| Records provided |
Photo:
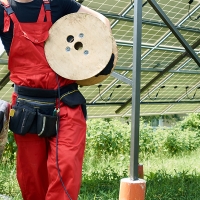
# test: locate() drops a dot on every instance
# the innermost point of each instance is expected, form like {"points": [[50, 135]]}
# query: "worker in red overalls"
{"points": [[48, 115]]}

| Requirement |
Output every line of text in the records above as a JSON list of strings, one string per line, skipping blank lines and leaving out the pictures.

| Result for this task |
[
  "Photo:",
  "# test: locate() drops a dot on every instance",
  "# the innermost point of each instance is expected, form like {\"points\": [[50, 135]]}",
  "# query: \"worker in red overalls\"",
  "{\"points\": [[48, 115]]}"
]